◆ Data for analysis ◆
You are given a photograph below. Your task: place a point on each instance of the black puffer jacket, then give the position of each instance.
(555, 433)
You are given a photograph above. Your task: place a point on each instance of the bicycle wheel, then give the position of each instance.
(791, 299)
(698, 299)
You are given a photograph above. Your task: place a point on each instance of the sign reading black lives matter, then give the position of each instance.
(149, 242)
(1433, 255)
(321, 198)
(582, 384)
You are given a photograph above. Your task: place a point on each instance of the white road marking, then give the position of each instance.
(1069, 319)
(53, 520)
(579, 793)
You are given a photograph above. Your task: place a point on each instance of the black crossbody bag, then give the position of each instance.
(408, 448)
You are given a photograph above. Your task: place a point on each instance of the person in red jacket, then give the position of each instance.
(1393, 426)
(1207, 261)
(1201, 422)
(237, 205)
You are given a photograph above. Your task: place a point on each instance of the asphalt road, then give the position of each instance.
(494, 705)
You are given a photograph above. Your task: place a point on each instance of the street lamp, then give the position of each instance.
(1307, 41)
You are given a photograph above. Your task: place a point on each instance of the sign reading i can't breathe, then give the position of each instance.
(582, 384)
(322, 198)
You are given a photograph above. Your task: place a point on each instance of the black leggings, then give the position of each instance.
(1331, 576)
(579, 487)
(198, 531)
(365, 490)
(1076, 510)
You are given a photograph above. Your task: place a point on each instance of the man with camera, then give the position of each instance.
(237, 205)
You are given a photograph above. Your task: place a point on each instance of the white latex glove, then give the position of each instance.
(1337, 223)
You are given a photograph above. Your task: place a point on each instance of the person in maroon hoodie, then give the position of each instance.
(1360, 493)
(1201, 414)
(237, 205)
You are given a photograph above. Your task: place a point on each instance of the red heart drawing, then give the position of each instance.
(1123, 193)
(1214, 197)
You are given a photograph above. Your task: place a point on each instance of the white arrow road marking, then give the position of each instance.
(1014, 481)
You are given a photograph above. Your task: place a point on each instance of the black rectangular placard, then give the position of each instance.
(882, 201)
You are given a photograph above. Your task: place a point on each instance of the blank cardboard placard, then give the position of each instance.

◆ Exercise prompt ◆
Write each line of the data above out again without altering a word.

◆ Response area ◆
You are given a photograph below. Your task: place a point on each instance of the black puffer jacket, then give the position of each instance.
(555, 433)
You are given a photograph above. Your task: place a point on each instance of the bicycle wheel, then give the position of each instance.
(791, 299)
(698, 299)
You are given a photograph above. Your task: place a point on each instance of the sign reading black lives matter, then give the position of each instance.
(149, 242)
(1433, 255)
(321, 198)
(582, 384)
You are given a photograph above. Your task: place a point on each instance of the white road marking, then give the position of each instance.
(1069, 319)
(53, 520)
(579, 793)
You are given a photograph above. Your task: place a point on each instance of the black crossbody bag, then give the position of each instance.
(408, 448)
You are given a photograph above. Your task: place a point on each instance of the person in red jacket, then give the position of each instance.
(1393, 426)
(1207, 261)
(1201, 422)
(237, 205)
You are given a photograph above. Your task: place a point on each instance of the asphalt road, then give the position of each instance.
(494, 705)
You are given a photograph above. Your task: place a point on each instance of the street lamp, then give the position of each instance.
(1307, 41)
You are given a photograph above. Your task: place a point on each instance of the sign reading i can't breathe, then give the position of each instance.
(582, 384)
(322, 198)
You are given a photograph above. Your task: place a point on each instance of the black leggings, then give the position of each instance.
(1331, 576)
(579, 487)
(198, 531)
(365, 490)
(1076, 510)
You are given a photograph above. Your task: place a point on each instance of the man with camera, then give the position of each instance.
(237, 205)
You are given a photograph above. Your task: place a point on each instance of the white latex glove, then give the position of each instance.
(1337, 223)
You are given a photograph above. Your task: place a point on each instance of the person in maroon hoodie, then give the position of each instance.
(1360, 493)
(1201, 414)
(237, 205)
You are given a photograph above. Your task: place a point on each instance of the red heart drawing, then give the position of each instance.
(1123, 193)
(1214, 197)
You are given a photograph above. Your task: place a point on each instance of the white arrow road marking, then give the position of each instance.
(1014, 481)
You are given a photograph above. Your task: place a point on each instance of the black rectangular placard, then give the position of each instance.
(882, 201)
You are given a photograph above. Your task: place a point on each instance of the blank cardboard placard, then give the position of each instance.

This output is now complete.